■ Supplied material:
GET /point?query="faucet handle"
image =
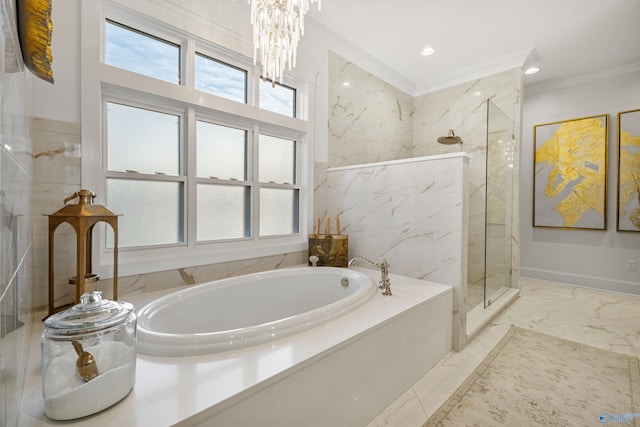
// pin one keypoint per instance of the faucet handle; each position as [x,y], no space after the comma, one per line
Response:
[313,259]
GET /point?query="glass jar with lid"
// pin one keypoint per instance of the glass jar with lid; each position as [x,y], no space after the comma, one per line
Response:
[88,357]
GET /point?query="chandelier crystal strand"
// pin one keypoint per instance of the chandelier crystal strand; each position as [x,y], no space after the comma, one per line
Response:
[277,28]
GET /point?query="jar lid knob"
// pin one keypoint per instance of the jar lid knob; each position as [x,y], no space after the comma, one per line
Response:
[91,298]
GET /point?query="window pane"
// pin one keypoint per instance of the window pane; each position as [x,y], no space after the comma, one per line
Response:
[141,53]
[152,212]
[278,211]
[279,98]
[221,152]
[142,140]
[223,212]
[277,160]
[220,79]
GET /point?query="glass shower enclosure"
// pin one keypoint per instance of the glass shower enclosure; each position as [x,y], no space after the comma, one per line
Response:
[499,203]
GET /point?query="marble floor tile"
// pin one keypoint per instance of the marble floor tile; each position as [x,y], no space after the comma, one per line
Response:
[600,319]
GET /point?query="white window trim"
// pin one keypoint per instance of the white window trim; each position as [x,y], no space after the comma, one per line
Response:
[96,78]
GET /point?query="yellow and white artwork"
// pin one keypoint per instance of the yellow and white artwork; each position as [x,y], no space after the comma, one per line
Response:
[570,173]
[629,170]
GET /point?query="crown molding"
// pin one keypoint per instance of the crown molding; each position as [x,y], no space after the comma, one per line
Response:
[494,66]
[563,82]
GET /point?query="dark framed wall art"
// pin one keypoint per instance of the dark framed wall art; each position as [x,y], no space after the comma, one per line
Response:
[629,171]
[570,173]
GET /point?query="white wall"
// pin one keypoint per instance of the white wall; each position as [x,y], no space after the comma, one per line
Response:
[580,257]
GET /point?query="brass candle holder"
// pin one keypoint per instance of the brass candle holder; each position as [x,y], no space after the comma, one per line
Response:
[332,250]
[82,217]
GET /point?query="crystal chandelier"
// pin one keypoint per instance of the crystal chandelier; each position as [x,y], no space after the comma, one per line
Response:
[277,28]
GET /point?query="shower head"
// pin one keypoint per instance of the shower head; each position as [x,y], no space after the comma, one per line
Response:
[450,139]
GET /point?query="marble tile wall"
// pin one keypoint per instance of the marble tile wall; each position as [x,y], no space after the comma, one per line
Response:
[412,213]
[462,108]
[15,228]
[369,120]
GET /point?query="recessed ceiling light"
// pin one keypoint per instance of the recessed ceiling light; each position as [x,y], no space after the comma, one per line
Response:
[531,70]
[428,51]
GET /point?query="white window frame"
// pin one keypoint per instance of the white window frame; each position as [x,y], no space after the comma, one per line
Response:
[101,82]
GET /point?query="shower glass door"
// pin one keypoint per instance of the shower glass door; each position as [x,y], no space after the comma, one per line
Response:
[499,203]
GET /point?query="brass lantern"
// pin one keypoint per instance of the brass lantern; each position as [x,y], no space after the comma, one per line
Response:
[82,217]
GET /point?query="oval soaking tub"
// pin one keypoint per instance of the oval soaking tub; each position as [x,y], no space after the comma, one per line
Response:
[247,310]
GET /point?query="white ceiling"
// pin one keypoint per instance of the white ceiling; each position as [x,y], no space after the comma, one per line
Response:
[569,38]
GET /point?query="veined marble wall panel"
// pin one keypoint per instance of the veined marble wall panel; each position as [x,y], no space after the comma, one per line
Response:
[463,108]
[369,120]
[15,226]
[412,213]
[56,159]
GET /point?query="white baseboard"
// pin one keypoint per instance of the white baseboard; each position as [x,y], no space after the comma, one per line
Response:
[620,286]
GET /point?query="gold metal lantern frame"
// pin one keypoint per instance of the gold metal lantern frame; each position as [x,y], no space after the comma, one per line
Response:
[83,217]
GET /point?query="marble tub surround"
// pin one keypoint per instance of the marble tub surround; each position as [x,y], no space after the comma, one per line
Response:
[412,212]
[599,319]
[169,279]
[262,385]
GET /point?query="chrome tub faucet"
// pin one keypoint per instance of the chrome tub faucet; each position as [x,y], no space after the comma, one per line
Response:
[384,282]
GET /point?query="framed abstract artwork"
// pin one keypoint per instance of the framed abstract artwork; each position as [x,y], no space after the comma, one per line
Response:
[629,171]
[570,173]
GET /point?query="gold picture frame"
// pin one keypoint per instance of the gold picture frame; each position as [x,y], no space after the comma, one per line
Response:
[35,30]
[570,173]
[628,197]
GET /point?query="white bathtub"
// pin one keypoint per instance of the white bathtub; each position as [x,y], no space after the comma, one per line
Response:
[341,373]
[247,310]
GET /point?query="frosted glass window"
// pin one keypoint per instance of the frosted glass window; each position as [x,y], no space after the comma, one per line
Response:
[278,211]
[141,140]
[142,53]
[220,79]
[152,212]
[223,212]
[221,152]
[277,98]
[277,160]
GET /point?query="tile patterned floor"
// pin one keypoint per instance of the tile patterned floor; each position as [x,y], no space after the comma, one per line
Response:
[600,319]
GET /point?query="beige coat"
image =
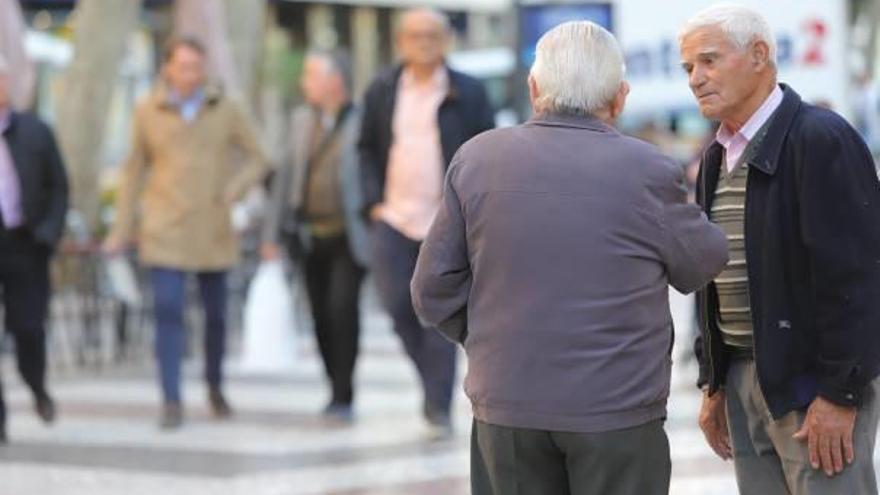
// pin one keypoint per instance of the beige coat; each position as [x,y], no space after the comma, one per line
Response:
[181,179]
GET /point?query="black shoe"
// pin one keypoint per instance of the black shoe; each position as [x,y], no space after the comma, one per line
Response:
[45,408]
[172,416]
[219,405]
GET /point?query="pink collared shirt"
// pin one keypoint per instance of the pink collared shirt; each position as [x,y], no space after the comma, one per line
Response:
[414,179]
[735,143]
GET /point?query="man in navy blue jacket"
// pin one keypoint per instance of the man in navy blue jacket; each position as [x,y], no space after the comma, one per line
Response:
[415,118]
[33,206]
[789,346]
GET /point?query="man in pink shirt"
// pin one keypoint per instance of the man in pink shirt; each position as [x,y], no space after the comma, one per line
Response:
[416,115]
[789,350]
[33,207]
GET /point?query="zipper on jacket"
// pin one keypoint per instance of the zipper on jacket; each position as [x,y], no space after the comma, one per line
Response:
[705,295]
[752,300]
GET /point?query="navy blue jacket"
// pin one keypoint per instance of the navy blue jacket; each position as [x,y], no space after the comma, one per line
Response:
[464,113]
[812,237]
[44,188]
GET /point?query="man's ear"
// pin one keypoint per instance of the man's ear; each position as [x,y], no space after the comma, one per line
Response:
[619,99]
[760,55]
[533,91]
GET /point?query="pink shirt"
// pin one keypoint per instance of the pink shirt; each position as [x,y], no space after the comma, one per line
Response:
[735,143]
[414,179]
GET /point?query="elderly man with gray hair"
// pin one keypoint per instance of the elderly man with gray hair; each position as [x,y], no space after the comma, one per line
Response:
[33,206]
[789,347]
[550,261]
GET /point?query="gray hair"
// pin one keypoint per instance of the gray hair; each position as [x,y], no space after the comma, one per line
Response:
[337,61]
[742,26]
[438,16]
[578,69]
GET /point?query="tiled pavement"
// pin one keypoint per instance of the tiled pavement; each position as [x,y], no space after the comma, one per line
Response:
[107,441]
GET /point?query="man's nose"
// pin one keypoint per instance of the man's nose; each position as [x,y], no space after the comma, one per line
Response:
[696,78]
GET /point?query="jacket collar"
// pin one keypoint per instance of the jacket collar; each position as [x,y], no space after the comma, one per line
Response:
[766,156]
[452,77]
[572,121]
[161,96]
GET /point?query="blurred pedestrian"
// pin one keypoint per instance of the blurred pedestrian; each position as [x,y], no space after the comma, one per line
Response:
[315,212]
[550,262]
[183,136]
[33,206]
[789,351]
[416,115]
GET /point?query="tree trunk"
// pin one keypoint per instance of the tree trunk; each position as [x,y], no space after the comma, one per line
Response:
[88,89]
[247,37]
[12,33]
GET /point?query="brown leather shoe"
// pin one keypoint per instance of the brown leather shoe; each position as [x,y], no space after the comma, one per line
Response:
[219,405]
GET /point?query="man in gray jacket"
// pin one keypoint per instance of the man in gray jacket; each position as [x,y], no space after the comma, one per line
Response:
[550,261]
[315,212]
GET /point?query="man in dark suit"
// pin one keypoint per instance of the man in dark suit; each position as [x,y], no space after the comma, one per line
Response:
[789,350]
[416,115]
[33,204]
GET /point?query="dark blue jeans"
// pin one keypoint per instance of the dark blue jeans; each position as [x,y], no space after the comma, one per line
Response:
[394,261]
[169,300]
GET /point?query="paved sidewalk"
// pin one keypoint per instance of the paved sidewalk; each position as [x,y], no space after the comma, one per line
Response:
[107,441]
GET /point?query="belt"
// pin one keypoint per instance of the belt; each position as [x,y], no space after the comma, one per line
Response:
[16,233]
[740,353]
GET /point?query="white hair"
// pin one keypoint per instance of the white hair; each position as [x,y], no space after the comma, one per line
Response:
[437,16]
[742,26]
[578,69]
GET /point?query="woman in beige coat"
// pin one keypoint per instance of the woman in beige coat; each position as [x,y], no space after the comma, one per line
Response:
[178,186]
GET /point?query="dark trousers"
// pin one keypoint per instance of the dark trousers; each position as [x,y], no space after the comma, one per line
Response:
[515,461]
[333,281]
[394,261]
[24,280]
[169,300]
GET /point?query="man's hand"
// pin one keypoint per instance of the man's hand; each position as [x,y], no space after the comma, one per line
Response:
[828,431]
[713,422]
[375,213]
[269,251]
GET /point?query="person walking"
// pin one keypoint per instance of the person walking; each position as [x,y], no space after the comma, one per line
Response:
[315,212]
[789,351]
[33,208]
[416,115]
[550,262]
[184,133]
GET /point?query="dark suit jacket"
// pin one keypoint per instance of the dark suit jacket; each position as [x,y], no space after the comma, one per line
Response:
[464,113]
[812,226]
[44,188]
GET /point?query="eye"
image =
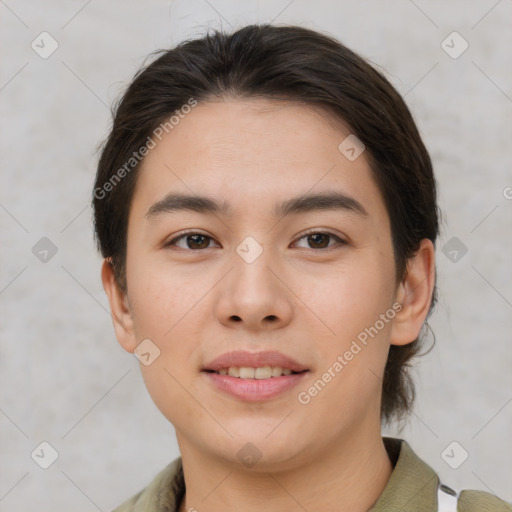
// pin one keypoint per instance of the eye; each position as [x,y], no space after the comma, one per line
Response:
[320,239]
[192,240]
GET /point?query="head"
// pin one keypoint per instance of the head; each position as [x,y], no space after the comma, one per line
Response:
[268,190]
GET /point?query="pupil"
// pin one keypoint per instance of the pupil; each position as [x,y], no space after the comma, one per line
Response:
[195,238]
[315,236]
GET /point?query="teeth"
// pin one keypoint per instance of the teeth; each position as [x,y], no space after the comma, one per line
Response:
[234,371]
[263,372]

--

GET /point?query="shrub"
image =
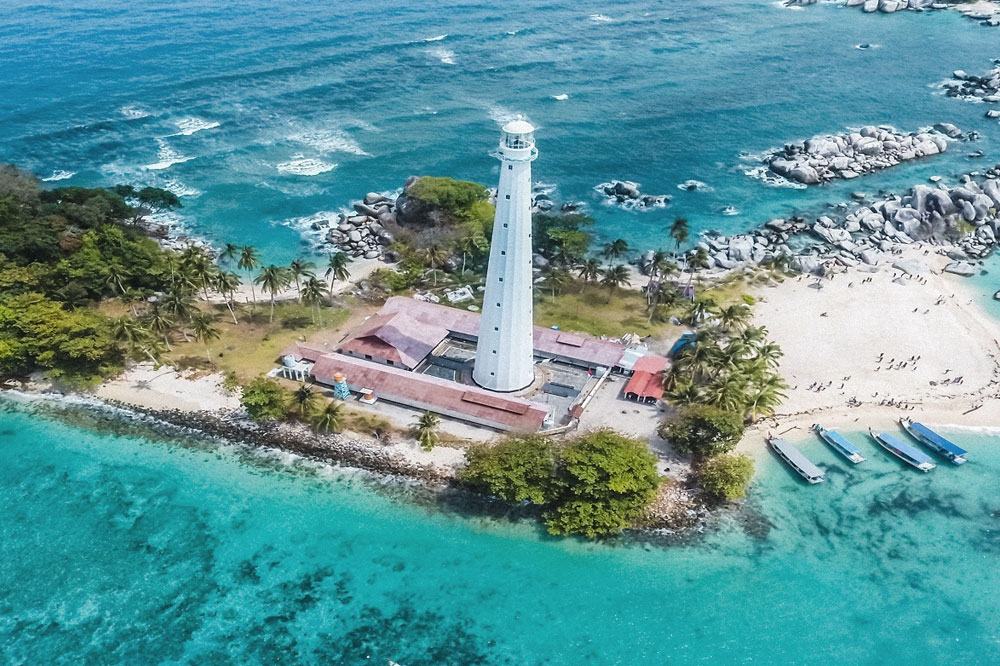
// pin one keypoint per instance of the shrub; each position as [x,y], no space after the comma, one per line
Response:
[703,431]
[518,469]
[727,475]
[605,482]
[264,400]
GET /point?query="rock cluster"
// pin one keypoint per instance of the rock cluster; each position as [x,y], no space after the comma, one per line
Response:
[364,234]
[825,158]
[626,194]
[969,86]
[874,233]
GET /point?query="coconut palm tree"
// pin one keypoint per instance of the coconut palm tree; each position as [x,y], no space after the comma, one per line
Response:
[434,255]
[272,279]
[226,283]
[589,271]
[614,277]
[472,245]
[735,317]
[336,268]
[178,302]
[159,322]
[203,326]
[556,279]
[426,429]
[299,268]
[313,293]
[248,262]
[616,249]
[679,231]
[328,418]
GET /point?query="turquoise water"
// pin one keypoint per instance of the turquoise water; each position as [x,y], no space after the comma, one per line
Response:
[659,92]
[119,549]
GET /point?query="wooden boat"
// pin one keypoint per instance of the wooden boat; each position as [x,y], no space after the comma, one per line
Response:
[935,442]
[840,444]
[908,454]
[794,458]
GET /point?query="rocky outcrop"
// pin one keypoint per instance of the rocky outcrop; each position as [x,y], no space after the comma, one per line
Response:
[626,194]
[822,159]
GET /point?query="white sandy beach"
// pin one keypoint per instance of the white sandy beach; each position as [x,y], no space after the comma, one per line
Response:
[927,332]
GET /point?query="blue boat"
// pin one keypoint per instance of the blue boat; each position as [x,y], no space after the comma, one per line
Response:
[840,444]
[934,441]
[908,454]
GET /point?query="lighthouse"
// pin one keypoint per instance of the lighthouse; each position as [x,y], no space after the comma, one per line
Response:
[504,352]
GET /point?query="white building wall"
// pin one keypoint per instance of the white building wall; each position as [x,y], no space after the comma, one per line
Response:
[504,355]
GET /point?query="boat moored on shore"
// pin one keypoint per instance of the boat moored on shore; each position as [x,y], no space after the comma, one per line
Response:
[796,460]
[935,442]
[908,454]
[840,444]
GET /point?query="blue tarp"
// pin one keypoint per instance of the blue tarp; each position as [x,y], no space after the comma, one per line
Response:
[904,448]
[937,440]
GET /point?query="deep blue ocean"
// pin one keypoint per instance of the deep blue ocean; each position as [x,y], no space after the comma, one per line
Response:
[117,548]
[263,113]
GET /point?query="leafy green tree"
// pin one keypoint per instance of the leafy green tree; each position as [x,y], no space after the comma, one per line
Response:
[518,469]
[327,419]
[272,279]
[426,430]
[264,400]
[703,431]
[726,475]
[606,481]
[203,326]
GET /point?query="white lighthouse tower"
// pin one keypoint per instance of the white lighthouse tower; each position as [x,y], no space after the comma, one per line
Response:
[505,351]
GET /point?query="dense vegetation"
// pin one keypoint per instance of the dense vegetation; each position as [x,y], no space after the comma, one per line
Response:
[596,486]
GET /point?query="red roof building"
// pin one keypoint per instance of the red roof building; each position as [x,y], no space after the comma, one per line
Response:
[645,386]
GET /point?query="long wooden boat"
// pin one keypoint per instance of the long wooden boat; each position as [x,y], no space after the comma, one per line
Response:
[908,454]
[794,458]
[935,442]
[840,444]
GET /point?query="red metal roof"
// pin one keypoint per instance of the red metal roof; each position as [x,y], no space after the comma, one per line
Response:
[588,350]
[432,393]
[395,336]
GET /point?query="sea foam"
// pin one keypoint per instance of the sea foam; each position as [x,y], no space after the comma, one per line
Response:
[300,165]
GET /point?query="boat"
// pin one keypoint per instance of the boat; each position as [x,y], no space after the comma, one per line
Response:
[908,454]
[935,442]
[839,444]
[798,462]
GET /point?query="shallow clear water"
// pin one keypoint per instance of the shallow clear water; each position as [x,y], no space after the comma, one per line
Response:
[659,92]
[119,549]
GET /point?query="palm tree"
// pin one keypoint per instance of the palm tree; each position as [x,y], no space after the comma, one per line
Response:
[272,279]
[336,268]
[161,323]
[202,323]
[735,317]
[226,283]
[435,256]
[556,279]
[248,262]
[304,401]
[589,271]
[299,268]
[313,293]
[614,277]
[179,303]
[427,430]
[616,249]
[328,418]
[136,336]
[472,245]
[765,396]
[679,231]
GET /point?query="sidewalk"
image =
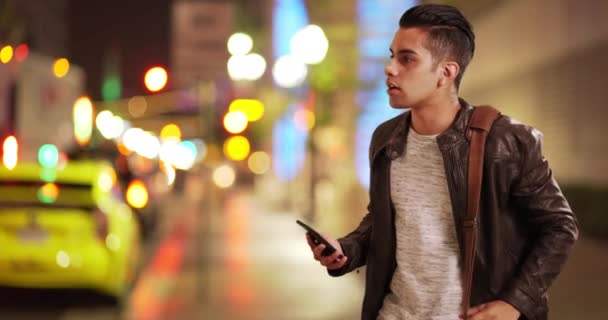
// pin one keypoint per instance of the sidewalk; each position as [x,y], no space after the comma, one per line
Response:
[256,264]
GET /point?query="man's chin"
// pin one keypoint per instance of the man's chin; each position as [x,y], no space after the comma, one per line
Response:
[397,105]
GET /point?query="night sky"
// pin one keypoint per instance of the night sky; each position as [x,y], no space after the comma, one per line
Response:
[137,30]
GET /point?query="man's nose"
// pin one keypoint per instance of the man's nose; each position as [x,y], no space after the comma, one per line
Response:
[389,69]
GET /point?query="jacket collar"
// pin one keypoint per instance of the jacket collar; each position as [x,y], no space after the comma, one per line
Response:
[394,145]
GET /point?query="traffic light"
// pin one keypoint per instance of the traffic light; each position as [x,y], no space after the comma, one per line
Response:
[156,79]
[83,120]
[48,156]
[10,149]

■ Exercise: Locate each line in the items above that contains the word "picture" and copy every such line. Case is significant.

■ The completed task:
GET /point?query="gold picture frame"
// pin one keypoint per instance of the gold picture frame; each position as [x,y], no space after the comma, one per line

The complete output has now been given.